## What you should do:
Reproduce the following entries verbatim, each one complete.

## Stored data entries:
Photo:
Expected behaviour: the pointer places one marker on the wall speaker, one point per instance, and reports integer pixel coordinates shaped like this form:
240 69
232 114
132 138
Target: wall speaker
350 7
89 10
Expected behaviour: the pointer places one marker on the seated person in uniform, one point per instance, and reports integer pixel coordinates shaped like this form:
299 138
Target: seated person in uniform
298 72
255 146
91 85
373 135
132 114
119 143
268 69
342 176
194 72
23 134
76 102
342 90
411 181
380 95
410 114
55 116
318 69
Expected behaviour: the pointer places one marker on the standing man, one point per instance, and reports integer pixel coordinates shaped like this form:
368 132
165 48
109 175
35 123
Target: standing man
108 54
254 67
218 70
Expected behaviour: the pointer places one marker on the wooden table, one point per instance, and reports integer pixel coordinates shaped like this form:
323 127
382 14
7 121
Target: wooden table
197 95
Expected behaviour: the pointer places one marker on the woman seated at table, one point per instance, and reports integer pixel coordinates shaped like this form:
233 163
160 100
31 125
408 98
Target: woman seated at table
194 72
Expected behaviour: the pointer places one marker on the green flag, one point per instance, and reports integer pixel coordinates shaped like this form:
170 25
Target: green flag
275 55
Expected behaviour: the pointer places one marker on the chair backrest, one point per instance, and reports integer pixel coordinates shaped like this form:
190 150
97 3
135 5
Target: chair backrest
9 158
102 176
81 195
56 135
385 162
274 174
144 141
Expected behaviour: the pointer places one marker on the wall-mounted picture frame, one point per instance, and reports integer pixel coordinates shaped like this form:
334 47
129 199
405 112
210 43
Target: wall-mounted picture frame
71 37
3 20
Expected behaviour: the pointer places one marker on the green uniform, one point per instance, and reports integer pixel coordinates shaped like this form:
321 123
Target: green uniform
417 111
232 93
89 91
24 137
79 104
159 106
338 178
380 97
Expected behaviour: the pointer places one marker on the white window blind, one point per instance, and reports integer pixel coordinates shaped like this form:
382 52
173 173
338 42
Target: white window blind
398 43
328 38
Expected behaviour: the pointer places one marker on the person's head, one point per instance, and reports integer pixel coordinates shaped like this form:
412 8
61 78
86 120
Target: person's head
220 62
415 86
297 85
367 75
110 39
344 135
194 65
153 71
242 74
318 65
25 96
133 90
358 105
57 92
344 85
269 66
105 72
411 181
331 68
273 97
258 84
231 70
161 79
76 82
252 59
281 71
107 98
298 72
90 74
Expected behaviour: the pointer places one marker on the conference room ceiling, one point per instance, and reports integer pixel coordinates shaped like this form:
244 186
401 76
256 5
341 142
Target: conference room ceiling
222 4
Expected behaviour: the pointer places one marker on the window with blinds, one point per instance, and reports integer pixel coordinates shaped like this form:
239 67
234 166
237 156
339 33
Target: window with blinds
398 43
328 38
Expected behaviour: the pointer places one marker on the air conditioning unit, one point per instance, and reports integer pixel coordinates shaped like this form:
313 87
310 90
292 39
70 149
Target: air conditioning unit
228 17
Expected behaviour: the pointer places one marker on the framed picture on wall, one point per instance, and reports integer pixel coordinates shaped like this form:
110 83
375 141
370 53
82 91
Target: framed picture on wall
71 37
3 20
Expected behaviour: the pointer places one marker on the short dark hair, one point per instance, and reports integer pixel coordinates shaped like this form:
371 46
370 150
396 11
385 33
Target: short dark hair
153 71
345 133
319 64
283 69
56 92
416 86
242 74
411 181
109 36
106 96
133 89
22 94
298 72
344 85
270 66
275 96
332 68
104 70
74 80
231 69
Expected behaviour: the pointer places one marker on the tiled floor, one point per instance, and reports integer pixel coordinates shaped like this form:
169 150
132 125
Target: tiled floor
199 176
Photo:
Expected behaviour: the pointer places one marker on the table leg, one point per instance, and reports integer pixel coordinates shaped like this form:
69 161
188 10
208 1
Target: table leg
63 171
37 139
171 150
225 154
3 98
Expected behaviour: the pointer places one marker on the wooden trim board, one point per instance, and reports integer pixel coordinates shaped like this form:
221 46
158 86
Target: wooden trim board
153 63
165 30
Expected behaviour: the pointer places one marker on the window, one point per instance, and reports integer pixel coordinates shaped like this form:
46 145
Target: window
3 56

## Reply:
Photo:
Expected behaviour: the pointer places one marker on the wall speaker, one point per instance, and reports integer pixel coordinates shaped like this form:
240 69
232 114
132 138
Target: wall speaker
350 7
89 10
Expected behaviour: the pointer places one marker on the seated person in uniform, one point per instance, and reports integer pixel coordinates shaped like this form:
299 138
Target: seated person in uniform
298 72
255 146
91 85
373 135
132 114
119 143
268 69
342 176
194 72
23 134
76 102
342 90
411 181
380 95
410 114
55 116
318 69
Expected behaviour: the pointer places one marker on the standing man, one point per instance, and reports integer pixel coordinates shaped like this form:
368 132
165 48
109 175
35 123
Target: standing man
108 54
254 67
218 70
Expected behaviour: the pointer places one marker on the wooden table, one point per instance, and reports integer pixel coordinates shaped like this form:
323 127
382 14
7 121
Target: wooden table
197 95
Expected behaviour: the pointer places one marker on the woman seated at table, one point per instance, and reports integer pixel coordinates shaped like this form:
233 163
160 100
31 125
408 98
Target: woman seated at table
194 72
Expected behaviour: the pointer places one marker on the green flag, one point per instance, and reports integer pixel coordinates shaped like this form:
170 25
Target: green flag
275 55
Expected behaviour: the pointer places one marker on the chair backrest, one point per instance, and reports integer pixel coordinates shaped like this form:
190 150
97 3
135 5
Target: chair backrest
9 158
102 176
81 195
56 135
385 162
274 174
144 141
Expected behaviour: the pointer places one marker on the wall-mounted picture frame, one point per instance, and reports integer pixel coordinates shaped like this form:
334 47
129 199
405 112
210 43
Target: wall-mounted picture frame
71 37
3 20
Expected behaviour: the pointer places one marker on the green uniform, one point per instance, and reports integer pixel coordinates shaped like this form:
321 123
Target: green uniform
417 111
232 93
89 91
24 137
79 104
159 106
338 178
380 97
Expected behaviour: the pointer places one marker on the white window blind, one point per instance, and reports integer pixel coordinates shaped like this form:
382 52
173 173
338 42
Target: white window blind
398 43
328 38
Expected behaviour: the pointer places one marker on the person's head, one point per instance, and reports integer pixel coordinates shaped like this form:
412 8
61 78
86 120
Target: person's head
220 62
415 86
297 85
367 75
110 39
344 135
194 65
153 71
242 74
318 65
25 96
133 90
358 105
57 92
344 85
269 66
105 72
411 181
331 68
273 97
258 84
231 70
161 79
76 82
252 59
281 71
107 98
298 72
90 74
Expected behaviour: the pointer places one marker on the conference room ceiling, one point per instance, and reports integer pixel coordinates shaped like this form:
244 186
401 76
256 5
341 142
Target: conference room ceiling
222 4
Expected behaviour: the pointer places one marker on the window with blinds, one point per instance, and reports integer pixel coordinates shaped like this form:
239 67
234 166
237 156
339 33
Target: window with blinds
398 43
328 38
Expected behaviour: the pointer places one marker on the air conditioning unit, one point per instance, and reports integer pixel coordinates shaped like this form:
313 87
310 90
292 39
70 149
Target: air conditioning unit
228 17
Expected behaviour: the pointer places one marker on the framed picture on wall, one point per instance, and reports integer pixel coordinates shaped like this form:
110 83
375 141
370 53
82 91
Target: framed picture on wall
71 37
3 20
Expected behaviour: the pointer places one marker on the short dark hair, one point per instance, and reports integer pixel coordinates shaped like this form:
371 46
370 150
396 11
385 33
Target: short dark hair
153 71
345 133
319 64
283 69
56 92
416 86
242 74
411 181
109 36
106 96
133 89
22 94
298 72
344 85
270 66
275 96
332 68
104 70
74 80
231 69
Expected behaviour: the pointer places one marker on the tiled floor, one point per instance, and reports integer pixel coordinates shaped like this form:
169 150
132 125
Target: tiled floor
199 176
Photo:
Expected behaviour: the pointer places one marker on the table leg, one point per instance, and reports integer pixel coordinates shaped like this form:
69 161
188 10
208 1
Target: table leg
63 171
37 139
171 150
225 154
3 98
Expected behaviour: the pointer places one marker on the wooden trim board, one point per instance, and reports integer pixel coordinates shaped like this form:
221 46
158 86
Target: wooden trim board
153 63
165 30
Expected behaviour: the pointer places one marker on the window, one point per instance, and reports integer pixel coordinates shaped like this form:
46 145
Target: window
3 56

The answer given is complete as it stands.